---- Textauszug
Arbeit

Der Oberarzt in Leitungsposition (Teil 1): So führen Sie Ihre Mitarbeiter erfolgreich

von Diplom-Pädagoge Werner Fleischer, Beratung – Coaching – Moderation, Seevetal, www.ihrcoach.com

Der Chefarzt alter Prägung ist zunehmend ein Auslaufmodell. Immer häufiger werden Oberärzte im Krankenhaus mit Führungsaufgaben betraut – etwa im Qualitätsmanagement, bei der Leitung einer medizinischen Abteilung oder in Abrechnungsfragen. Diese Oberärzte müssen sich nicht mehr nur medizinischen Fragen widmen, sondern sind auch für das Erreichen von Klinikzielen und die Entwicklung ihrer Mitarbeiter verantwortlich. Der Beitrag ist der Auftakt zu einer Serie, in der OH konkrete Führungssituationen für den Oberarzt mit entsprechenden Lösungen vorstellt. 

Veränderung der Anforderungen an Führung

In den vergangenen Jahrzehnten haben sich die Anforderungen an Führungskräfte stark verändert. Die Zeiten, in denen der Arzt als „Halbgott in Weiß“ seine Patienten vor Ehrfurcht erstarren ließ, gehören inzwischen der Vergangenheit an. Die Aufgaben des Arztes und die Ansprüche der Patienten sind zu vielfältig geworden, um an diesem Paradigma festhalten zu können. Gerade Oberärzte in leitender Funktion müssen heute Aufgaben übernehmen, die über den klinischen Bereich weit hinausgehen.
--------
§ Aufgabenstellung
Aktualisieren Sie den Textauszug: Geben Sie alles von „von Diplom-Pädagoge Werner“ bis hinunter zu „entsprechenden Lösungen vorstellt.“ erneut wieder und setzen Sie dabei „Risikomanagement“ an die Stelle von „Qualitätsmanagement“. Maßgeblich ist allein der Textauszug.
---- Vorgegebene Einträge
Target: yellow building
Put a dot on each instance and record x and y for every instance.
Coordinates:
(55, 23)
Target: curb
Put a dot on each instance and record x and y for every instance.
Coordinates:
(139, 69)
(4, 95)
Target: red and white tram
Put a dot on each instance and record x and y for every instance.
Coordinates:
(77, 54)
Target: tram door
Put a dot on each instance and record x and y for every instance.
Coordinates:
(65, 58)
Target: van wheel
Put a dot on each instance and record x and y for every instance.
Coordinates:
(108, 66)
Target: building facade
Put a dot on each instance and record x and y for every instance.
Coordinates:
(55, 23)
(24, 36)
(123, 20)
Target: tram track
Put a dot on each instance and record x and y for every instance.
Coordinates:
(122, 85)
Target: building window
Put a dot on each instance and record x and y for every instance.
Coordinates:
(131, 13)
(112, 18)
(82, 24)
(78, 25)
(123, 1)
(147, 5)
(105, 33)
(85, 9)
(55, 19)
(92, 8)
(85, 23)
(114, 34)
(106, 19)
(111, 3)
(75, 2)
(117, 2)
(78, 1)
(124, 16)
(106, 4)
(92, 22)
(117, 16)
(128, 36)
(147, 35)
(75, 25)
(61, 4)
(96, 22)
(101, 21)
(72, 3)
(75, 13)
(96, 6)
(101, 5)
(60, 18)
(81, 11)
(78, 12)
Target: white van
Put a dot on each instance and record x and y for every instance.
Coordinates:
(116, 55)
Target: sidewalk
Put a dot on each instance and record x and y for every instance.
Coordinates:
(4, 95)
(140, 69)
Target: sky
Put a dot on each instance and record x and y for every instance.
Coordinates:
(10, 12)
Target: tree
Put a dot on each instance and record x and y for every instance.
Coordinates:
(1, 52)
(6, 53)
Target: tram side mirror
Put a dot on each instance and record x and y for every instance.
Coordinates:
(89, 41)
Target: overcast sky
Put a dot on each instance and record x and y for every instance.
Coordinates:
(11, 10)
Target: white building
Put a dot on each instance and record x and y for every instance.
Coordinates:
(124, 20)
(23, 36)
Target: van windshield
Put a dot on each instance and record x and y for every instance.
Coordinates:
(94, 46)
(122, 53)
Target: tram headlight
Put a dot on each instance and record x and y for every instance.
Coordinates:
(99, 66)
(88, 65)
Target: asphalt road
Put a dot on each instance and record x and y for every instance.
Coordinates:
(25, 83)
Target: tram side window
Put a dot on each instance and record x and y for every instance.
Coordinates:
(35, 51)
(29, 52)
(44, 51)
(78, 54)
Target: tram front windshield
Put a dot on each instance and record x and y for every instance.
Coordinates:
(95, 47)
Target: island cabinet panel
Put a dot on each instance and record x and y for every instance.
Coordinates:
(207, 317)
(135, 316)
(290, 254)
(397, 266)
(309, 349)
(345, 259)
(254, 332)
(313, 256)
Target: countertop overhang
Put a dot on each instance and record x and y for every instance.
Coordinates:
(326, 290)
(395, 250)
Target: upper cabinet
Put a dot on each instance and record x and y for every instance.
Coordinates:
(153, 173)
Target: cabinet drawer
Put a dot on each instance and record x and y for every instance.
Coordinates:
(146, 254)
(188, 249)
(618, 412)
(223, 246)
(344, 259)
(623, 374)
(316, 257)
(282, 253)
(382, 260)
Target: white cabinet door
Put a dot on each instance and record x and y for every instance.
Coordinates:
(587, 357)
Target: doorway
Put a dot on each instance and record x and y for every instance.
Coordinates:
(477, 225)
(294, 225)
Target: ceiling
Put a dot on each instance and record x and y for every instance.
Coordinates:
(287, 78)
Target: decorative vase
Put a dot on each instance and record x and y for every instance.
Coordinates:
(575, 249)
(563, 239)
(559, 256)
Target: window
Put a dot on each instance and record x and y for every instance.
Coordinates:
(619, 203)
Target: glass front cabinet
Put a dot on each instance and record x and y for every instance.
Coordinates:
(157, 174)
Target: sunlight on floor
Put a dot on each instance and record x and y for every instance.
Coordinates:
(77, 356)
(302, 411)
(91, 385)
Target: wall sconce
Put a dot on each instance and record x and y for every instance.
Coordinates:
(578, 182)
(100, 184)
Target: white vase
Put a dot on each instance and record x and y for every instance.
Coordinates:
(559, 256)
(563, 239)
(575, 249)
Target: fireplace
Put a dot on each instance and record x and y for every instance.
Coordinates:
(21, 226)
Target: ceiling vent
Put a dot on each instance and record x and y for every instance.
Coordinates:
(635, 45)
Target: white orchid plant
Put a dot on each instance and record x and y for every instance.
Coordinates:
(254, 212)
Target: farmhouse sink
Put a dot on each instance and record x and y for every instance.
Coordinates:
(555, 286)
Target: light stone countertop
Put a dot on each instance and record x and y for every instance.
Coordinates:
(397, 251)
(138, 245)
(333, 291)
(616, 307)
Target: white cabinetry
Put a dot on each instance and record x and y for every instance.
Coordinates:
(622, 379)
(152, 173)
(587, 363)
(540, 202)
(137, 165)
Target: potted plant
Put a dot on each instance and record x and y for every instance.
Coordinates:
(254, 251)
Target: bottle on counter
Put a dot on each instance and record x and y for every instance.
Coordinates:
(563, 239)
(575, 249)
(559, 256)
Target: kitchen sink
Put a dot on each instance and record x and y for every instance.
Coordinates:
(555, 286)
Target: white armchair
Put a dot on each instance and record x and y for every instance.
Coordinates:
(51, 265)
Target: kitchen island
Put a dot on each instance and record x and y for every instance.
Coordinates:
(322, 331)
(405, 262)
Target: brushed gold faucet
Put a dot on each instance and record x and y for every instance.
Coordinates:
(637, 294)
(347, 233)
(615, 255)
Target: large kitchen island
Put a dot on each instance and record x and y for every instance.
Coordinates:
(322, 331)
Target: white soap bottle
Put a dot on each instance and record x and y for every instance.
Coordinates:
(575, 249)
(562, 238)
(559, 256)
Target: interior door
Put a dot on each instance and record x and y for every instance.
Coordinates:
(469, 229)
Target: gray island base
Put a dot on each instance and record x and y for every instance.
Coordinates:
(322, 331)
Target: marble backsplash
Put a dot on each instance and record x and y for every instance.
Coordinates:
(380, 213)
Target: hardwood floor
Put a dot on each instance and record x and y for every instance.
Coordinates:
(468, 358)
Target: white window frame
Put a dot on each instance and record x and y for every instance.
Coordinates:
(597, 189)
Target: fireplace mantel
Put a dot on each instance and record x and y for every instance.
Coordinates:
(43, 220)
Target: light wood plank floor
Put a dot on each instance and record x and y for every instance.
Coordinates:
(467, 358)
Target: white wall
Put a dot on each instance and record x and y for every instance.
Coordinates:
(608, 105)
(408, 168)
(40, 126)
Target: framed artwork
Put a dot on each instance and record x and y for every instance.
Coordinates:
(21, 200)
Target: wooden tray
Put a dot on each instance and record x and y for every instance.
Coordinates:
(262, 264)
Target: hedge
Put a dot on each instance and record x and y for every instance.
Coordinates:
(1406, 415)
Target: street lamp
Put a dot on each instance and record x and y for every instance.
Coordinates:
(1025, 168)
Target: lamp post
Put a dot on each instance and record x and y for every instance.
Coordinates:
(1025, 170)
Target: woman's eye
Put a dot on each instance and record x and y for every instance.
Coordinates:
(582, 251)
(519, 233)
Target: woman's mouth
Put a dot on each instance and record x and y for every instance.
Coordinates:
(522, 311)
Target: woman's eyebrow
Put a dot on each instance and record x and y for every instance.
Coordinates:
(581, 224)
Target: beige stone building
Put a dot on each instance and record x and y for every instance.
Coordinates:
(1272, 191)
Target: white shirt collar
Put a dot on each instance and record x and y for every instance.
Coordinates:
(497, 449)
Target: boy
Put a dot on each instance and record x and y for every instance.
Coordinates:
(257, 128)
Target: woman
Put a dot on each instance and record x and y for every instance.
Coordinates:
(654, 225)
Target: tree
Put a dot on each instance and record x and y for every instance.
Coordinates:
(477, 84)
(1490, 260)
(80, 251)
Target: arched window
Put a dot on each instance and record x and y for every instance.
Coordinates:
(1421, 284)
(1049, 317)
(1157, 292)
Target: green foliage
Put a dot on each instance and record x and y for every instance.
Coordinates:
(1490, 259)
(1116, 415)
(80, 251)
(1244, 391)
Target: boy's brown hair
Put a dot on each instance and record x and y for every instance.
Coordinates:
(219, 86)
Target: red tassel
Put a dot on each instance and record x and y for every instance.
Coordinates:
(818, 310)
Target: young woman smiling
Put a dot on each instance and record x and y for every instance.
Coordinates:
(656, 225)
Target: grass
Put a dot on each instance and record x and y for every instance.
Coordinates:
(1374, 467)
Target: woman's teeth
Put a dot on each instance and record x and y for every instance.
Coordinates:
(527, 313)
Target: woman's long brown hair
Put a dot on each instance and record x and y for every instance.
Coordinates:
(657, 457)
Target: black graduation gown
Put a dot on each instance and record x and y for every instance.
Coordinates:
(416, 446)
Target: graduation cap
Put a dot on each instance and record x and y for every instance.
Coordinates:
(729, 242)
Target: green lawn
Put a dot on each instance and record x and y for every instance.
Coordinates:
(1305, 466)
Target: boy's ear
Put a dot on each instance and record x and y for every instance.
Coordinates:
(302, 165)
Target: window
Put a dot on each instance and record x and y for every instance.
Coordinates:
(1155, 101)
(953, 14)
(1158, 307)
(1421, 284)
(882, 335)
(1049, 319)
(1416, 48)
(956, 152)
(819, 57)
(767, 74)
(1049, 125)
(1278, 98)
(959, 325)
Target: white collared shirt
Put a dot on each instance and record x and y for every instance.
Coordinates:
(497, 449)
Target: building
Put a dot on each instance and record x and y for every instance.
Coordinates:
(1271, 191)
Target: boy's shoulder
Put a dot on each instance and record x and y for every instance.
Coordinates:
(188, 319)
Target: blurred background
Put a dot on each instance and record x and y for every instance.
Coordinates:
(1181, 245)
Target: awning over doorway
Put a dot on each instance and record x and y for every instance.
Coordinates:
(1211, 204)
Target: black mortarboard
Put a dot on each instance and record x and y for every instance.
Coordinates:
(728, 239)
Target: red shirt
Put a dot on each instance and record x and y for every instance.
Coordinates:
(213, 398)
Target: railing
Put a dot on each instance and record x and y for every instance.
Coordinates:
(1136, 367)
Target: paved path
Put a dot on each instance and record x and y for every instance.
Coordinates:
--------
§ Musterlösung
von Diplom-Pädagoge Werner Fleischer, Beratung – Coaching – Moderation, Seevetal, www.ihrcoach.com

Der Chefarzt alter Prägung ist zunehmend ein Auslaufmodell. Immer häufiger werden Oberärzte im Krankenhaus mit Führungsaufgaben betraut – etwa im Risikomanagement, bei der Leitung einer medizinischen Abteilung oder in Abrechnungsfragen. Diese Oberärzte müssen sich nicht mehr nur medizinischen Fragen widmen, sondern sind auch für das Erreichen von Klinikzielen und die Entwicklung ihrer Mitarbeiter verantwortlich. Der Beitrag ist der Auftakt zu einer Serie, in der OH konkrete Führungssituationen für den Oberarzt mit entsprechenden Lösungen vorstellt.